## begin Working data

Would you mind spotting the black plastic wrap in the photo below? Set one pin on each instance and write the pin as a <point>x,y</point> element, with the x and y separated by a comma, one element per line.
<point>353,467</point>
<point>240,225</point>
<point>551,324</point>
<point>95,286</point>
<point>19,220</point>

## end Working data

Copy out the rows again, substituting "cling film" for "plastic wrap" and leaving everything else unchanged.

• **Response for this exercise**:
Would you mind spotting the black cling film in the photo below? Set one pin on each instance and write the pin as a <point>x,y</point> element, with the x and y separated by a comma, one element per line.
<point>353,467</point>
<point>240,225</point>
<point>551,324</point>
<point>95,286</point>
<point>19,220</point>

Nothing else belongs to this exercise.